A non-profit civil society implementer with strong operational capacity in Mauritania (minimum experience thresholds), proven expertise in GBV prevention or women's economic empowerment, grant management and M&E systems, and ability to manage sub-grants to local organisations.

Developments

Locally anchored interventions across Mauritania focusing on community-based GBV prevention, survivor referral/protection mechanisms, entrepreneurship development, market access and business support, equipment/production investments, and mandatory re-granting to local women-led groups.

Applicant Type

NGOs/non-profits.

Consortium

Designed for consortia/platforms of civil society organisations including at least two local or grassroots organisations (and if the lead is not Mauritania-established, at least one co-applicant must be legally established in Mauritania).

Funding Amount

Total envelope €2,270,000 (two lots of €1,135,000 each); project grants between €100,000 and €500,000 (per-lot max €1,135,000), EU co-financing up to 95%, mandatory 30–40% of project costs to be re-granted to third parties (typically max €60,000 per beneficiary).

Countries

Actions must be implemented exclusively in Mauritania; applicants may be from EU Member States and other NDICI-eligible countries but activities take place in Mauritania.

Industry

Human rights and gender equality sector, specifically GBV prevention and women’s socio-economic empowerment (women’s entrepreneurship, market linkages and social/solidarity economy).

*Dataset extract*.
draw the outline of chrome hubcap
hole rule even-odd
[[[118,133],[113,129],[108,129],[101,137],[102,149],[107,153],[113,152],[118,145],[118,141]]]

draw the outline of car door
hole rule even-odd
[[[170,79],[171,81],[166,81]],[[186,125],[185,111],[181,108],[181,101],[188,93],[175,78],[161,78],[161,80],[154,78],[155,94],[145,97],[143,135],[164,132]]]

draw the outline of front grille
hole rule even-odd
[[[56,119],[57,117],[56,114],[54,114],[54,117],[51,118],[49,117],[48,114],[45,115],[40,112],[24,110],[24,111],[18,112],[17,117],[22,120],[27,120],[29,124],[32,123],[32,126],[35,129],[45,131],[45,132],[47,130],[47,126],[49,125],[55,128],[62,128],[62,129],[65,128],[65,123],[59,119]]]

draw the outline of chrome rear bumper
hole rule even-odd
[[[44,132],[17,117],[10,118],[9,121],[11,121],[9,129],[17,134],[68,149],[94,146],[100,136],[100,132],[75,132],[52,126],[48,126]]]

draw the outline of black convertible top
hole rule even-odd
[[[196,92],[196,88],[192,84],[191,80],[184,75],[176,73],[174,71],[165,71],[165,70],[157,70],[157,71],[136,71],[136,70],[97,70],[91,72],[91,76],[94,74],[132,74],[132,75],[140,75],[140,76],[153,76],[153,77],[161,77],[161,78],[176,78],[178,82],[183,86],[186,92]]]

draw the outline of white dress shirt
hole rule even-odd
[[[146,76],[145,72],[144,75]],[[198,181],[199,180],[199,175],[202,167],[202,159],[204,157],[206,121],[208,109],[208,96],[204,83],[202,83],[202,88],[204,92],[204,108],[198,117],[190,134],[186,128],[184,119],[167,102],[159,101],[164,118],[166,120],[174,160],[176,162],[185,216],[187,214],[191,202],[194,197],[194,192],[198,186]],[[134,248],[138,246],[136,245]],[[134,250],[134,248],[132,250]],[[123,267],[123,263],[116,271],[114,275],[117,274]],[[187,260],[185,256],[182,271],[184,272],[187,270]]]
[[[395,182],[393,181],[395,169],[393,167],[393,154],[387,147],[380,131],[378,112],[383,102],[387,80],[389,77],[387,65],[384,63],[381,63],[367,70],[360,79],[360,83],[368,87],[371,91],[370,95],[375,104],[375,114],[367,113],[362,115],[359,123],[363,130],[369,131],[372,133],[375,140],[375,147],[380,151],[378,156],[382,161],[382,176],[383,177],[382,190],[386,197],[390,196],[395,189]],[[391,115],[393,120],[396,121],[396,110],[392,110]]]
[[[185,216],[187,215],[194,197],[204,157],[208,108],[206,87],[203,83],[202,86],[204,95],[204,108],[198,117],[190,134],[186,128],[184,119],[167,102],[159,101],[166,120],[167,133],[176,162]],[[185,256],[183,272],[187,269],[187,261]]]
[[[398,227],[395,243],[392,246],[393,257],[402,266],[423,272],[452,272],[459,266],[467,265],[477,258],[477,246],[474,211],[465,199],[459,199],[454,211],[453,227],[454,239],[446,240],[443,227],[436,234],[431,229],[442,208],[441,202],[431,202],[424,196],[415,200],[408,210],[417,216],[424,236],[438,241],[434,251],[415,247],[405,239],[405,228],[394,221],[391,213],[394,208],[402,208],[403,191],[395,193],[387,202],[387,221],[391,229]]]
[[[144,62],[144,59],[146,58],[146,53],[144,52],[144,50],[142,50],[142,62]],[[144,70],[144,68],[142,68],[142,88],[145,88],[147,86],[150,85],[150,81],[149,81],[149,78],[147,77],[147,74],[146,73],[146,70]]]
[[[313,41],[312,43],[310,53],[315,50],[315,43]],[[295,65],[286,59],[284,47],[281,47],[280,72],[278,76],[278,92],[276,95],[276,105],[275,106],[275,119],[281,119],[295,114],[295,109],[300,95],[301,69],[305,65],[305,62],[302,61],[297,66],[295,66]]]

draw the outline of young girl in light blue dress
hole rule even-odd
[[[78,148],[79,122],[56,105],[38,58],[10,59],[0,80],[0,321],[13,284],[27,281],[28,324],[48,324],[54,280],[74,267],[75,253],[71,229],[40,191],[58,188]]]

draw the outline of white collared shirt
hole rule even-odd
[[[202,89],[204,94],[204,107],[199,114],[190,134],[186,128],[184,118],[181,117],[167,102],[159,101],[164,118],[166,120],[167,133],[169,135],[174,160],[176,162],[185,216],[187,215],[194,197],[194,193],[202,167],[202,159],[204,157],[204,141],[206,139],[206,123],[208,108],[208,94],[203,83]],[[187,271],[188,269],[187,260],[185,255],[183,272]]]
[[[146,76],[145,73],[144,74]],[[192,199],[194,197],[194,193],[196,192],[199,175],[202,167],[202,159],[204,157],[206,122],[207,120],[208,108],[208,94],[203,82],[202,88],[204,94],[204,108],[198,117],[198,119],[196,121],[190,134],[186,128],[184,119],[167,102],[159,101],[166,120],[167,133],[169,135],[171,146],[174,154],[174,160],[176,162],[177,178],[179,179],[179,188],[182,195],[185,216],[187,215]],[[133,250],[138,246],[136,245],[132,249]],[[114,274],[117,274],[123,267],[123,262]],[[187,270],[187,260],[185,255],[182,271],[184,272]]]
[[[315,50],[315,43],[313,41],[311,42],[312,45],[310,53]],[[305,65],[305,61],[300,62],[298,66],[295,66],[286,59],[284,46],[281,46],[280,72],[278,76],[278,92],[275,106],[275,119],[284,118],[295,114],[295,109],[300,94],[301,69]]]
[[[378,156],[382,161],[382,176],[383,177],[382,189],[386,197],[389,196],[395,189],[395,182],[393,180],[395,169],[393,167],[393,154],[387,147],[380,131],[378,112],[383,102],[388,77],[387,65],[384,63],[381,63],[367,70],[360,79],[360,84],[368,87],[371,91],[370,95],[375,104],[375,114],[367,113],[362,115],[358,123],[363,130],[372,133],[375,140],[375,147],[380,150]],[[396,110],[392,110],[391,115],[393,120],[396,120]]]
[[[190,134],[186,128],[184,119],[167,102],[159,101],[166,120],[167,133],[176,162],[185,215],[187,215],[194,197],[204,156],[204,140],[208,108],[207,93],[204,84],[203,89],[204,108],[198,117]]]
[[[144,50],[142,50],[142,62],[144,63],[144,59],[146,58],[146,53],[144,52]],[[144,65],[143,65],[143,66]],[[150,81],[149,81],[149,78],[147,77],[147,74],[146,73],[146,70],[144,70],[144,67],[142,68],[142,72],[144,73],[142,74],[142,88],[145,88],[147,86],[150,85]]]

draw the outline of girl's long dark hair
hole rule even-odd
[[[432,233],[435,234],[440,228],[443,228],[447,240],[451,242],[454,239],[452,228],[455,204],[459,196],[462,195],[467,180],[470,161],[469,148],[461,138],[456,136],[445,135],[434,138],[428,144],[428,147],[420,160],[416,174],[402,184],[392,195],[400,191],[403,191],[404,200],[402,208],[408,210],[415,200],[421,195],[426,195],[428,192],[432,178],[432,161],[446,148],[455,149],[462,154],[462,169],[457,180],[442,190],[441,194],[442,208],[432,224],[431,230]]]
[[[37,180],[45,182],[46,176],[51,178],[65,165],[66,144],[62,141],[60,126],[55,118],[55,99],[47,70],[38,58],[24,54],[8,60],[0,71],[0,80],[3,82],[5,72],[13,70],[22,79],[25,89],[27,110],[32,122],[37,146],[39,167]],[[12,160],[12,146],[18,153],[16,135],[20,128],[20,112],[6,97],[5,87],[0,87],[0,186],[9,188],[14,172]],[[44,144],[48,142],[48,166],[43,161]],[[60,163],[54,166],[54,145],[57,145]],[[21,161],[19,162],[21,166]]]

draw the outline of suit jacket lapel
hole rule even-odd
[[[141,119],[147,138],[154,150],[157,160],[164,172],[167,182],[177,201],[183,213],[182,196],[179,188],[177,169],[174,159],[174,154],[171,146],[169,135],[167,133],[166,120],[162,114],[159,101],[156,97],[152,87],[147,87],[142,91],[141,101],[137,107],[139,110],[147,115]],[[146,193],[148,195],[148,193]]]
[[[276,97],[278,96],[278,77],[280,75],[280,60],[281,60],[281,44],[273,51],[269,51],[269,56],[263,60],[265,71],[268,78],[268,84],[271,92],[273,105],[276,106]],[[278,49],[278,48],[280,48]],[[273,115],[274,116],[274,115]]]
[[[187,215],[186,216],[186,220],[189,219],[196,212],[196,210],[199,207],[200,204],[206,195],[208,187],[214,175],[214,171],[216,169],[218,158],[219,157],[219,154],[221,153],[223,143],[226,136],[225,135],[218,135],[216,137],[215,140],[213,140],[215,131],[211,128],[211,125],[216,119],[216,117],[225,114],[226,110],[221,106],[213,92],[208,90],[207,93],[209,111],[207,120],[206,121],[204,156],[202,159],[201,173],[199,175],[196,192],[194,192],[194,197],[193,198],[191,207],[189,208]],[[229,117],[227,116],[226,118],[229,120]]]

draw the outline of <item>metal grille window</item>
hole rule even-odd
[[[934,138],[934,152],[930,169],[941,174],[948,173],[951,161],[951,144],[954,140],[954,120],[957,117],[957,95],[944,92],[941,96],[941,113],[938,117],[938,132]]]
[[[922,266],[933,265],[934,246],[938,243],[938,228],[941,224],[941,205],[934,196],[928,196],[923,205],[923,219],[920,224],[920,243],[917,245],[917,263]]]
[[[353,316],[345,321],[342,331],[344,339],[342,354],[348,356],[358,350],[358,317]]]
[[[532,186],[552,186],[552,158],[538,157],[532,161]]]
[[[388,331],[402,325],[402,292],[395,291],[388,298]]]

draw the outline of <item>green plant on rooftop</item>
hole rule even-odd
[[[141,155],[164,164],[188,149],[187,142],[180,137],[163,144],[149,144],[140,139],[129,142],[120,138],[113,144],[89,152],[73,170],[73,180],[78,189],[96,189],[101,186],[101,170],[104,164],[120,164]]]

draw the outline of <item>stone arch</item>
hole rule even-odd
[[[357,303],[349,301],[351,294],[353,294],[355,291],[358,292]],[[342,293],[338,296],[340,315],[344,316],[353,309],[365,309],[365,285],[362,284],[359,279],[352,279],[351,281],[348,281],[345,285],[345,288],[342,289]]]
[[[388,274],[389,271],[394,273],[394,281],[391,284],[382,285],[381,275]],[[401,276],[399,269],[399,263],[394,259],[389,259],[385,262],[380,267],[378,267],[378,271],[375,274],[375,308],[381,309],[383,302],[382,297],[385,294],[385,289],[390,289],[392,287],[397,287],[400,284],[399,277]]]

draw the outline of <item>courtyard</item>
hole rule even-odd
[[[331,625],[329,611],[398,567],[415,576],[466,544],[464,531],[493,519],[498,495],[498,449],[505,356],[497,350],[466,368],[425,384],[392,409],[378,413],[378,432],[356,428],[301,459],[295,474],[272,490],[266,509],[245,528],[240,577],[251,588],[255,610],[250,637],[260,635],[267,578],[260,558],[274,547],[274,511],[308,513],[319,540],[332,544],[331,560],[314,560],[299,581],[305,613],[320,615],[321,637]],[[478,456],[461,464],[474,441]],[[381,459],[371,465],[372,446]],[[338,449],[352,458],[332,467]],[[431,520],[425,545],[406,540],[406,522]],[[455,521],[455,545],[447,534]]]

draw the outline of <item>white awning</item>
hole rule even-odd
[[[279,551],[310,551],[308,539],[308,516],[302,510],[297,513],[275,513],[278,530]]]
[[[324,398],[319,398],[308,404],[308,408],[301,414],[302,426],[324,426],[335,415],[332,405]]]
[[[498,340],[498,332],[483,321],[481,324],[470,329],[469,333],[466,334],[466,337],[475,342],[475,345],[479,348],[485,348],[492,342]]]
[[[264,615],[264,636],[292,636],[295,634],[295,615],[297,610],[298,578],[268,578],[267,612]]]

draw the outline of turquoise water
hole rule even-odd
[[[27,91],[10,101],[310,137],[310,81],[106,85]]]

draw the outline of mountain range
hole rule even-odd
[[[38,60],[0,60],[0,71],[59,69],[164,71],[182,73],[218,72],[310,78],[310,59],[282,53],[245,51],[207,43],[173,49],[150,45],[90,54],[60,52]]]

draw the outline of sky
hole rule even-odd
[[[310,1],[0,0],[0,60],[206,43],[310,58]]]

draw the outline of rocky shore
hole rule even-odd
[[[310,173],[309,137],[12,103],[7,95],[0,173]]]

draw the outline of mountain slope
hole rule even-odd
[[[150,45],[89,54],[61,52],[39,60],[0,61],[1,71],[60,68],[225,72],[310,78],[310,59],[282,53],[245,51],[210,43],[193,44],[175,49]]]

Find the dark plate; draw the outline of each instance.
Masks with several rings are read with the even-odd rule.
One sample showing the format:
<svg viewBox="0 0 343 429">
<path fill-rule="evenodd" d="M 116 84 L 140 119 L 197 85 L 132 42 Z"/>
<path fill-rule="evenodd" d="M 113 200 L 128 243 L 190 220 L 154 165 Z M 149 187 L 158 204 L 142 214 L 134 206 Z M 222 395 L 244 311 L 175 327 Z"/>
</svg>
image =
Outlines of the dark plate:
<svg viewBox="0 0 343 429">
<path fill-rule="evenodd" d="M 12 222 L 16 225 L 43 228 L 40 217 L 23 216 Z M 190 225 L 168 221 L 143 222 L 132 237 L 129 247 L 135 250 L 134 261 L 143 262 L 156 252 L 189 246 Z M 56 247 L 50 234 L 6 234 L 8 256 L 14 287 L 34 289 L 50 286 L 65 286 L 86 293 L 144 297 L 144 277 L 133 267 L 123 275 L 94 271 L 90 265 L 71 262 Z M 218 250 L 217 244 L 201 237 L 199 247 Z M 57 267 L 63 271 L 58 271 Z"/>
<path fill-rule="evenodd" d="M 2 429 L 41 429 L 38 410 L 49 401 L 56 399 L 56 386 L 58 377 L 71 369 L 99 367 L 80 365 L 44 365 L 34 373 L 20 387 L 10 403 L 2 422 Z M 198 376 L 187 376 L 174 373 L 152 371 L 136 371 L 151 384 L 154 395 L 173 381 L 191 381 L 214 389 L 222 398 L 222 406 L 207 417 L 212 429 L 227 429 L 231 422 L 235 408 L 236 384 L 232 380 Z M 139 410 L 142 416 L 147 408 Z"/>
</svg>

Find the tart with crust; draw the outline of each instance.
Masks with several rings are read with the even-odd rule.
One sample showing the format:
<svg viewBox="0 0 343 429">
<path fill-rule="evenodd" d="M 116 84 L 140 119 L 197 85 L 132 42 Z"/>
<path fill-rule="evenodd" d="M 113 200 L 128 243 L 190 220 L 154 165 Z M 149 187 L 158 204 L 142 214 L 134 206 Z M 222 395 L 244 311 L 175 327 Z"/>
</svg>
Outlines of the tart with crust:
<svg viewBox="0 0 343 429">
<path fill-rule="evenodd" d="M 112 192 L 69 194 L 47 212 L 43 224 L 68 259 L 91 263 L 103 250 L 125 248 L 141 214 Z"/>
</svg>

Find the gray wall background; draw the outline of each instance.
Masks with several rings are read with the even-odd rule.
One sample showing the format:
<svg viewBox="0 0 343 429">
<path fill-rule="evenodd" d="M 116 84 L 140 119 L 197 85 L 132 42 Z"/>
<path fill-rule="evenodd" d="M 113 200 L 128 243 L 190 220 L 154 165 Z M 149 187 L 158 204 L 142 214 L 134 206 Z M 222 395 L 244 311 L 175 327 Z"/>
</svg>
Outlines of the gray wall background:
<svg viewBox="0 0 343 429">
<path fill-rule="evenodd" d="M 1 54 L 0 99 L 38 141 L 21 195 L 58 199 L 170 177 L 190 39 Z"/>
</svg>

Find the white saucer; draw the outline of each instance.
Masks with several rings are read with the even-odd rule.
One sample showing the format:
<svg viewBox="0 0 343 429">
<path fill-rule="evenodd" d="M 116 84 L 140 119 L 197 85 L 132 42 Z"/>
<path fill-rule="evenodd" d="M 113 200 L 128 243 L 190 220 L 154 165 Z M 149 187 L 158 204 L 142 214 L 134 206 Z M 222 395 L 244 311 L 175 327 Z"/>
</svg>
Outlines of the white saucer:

*Complete the following*.
1 – Using the Mauritania funding call summary, explain how the total envelope of €2,270,000 is made up and why the per-lot maximum is €1,135,000.
2 – List every intervention focus that the Mauritania funding call summary names under "Developments."
3 – Add the next section of the Mauritania funding call summary, following its "Industry" entry.

*Answers by task*.
1 – The total envelope of €2,270,000 is split into two lots of €1,135,000 each. The per-lot maximum is €1,135,000 because that is the full amount of each lot.

2 –
- Community-based GBV prevention
- Survivor referral/protection mechanisms
- Entrepreneurship development
- Market access and business support
- Equipment/production investments
- Mandatory re-granting to local women-led groups

3 –
Additional Web Data

Funding Overview

This is an action grant call financed by the European Union through the NDICI instrument, supporting civil society organisations in Mauritania to promote human rights, gender equality, and women's empowerment. The call seeks to strengthen prevention of gender-based violence and support women's economic autonomy through locally-rooted, evidence-informed interventions that engage communities, civil society, and public institutions.

Reference Number:EuropeAid

Budget:€2,270,000 total budget available

Application Deadline:23 April 2026 at 18:00 Brussels time

Programme Objectives and Priorities

The call has two specific objectives aligned with Mauritania's national strategic plans for combating violence against women and institutionalising gender equality. The overall goal is to improve effective protection and promotion of human rights and gender equality, and promote women's entrepreneurship, particularly for women and girls, through strengthening the role, capacities and anchoring of civil society organisations in Mauritania.

Specific Objective 1 (OS1):Promote and strengthen prevention actions against gender-based violence at the local level. Actions should improve the effective realisation of human rights for women and girls through prevention, protection, and access to existing mechanisms for support, referral, and recourse regarding gender-based violence.

Specific Objective 2 (OS2):Promote and strengthen socioeconomic empowerment of women and girls. Actions should increase women's economic autonomy by facilitating access to economic opportunities, support services, and mechanisms contributing to the viability and sustainability of their income-generating activities.

Four cross-cutting priorities must guide all proposals:promotion of human rights and gender equality approaches accounting for social and cultural dynamics; strengthening civil society organisational capacity and local anchoring; seeking complementarities and synergies with national policies and existing EU interventions; and promoting economic development approaches and job creation support mechanisms.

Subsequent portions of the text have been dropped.